▶ **Directions for this task**
Filter the rows below and copy each line that contains the string "background".

▶ **Recorded data**
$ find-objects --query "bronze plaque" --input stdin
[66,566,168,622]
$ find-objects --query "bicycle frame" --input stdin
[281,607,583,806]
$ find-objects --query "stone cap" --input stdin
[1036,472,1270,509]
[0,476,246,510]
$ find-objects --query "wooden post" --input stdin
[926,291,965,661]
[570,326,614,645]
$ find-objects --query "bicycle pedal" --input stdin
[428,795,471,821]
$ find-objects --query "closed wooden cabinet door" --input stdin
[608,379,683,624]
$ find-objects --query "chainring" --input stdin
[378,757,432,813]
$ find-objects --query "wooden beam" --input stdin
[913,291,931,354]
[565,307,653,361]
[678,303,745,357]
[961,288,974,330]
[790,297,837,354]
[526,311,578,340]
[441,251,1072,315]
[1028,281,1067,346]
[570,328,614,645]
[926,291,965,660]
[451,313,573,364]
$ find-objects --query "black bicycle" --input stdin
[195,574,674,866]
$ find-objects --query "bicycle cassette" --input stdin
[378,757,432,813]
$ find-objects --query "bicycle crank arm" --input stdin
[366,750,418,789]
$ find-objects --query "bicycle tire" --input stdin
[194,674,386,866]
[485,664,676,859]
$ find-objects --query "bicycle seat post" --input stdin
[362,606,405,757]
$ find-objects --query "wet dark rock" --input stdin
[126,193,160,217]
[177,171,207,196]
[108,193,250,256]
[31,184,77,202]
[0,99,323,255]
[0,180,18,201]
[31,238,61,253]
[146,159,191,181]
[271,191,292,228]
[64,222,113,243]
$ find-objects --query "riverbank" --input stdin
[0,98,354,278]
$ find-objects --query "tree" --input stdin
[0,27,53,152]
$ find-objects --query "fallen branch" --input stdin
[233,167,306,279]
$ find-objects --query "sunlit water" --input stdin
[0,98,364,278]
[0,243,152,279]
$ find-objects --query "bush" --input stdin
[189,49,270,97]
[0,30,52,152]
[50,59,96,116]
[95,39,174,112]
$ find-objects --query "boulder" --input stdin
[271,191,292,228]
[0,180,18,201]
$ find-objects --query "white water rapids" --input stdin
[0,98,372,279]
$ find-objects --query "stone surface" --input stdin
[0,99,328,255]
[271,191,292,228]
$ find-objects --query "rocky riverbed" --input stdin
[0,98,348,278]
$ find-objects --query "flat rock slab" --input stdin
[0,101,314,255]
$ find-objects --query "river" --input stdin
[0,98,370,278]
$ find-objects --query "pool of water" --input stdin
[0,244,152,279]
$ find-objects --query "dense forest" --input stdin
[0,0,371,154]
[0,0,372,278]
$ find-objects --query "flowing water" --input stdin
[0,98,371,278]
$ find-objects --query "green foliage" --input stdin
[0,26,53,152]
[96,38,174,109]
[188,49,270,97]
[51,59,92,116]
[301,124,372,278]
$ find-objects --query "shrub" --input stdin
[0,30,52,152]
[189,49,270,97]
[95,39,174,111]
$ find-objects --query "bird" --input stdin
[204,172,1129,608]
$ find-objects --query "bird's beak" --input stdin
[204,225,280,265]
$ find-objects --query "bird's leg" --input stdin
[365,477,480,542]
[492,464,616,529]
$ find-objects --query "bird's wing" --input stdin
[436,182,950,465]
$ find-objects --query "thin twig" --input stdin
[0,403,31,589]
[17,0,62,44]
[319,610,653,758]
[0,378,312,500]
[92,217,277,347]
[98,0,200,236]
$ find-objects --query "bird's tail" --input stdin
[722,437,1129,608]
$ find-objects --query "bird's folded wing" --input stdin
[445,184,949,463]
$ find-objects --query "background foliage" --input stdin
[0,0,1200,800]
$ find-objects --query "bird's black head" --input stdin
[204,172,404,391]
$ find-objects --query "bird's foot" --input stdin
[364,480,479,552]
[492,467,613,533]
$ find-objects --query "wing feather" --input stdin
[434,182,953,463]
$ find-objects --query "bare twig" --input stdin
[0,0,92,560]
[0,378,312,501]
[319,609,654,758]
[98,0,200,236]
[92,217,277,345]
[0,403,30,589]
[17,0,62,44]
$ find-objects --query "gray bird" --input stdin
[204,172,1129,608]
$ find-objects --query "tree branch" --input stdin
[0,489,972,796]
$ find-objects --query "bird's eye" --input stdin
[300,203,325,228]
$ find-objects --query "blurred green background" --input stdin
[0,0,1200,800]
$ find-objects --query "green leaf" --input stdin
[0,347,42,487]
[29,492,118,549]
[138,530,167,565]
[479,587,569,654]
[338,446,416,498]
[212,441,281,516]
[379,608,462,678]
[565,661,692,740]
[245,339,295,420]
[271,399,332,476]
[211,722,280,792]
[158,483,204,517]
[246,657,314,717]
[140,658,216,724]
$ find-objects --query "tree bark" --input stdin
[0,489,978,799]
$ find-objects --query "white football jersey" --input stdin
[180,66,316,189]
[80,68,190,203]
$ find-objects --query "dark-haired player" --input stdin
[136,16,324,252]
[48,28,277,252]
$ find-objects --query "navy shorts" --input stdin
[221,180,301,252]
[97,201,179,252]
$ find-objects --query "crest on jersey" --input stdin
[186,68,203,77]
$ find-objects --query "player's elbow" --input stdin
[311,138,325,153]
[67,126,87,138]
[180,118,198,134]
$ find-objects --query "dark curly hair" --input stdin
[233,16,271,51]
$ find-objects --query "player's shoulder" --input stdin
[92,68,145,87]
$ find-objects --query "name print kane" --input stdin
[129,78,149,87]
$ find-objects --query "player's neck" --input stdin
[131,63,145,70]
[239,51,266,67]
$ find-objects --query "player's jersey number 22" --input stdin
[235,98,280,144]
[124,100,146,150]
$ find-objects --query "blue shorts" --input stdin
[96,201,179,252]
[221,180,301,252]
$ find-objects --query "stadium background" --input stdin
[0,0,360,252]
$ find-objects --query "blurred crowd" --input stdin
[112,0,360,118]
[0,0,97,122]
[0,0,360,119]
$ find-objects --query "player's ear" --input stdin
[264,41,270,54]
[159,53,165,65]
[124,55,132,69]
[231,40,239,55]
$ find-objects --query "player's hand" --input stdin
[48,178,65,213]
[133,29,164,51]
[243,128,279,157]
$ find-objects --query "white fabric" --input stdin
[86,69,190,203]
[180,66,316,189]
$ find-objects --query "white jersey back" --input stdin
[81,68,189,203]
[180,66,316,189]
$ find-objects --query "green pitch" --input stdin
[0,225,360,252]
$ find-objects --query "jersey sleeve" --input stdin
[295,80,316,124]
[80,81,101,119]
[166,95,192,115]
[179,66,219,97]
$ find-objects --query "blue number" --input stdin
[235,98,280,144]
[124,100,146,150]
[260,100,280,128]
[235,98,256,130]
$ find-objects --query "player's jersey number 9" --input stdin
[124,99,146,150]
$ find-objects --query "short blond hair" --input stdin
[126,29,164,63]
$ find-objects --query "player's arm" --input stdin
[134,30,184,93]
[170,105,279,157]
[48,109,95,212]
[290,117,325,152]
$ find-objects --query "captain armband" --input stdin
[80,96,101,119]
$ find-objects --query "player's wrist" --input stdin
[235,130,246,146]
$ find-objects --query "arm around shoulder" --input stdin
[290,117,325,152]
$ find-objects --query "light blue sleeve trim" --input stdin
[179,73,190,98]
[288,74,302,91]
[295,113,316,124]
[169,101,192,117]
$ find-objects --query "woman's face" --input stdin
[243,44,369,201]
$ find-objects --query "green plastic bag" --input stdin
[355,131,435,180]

▶ **Correct response**
$ find-objects --query "background foliage" --input stdin
$ find-objects --query "blurred green background" --input stdin
$ find-objects --query "stadium background" --input stdin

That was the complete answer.